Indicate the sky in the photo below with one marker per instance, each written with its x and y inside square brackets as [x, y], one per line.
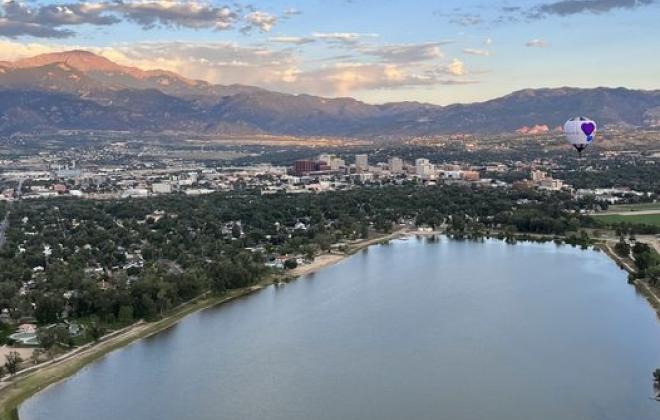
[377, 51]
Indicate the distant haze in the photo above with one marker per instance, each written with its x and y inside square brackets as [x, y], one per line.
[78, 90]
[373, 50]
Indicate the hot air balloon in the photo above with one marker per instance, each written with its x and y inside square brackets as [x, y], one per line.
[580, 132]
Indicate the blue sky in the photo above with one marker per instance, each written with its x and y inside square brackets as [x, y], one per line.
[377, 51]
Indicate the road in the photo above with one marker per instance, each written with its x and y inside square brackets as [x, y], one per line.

### Task prompt
Could you give the lines from the one containing "Indicate the blue" through the end of the data, inclusive, switching "road" to "street" and changing nothing else?

### Right answer
Indicate the blue sky in the photo above with one marker per instance, each written with its x and y inside square brackets as [x, y], one per line.
[377, 51]
Indicate the street in the photo above with one marker per instance, each written with its x and y inside square brackets as [x, y], one per line.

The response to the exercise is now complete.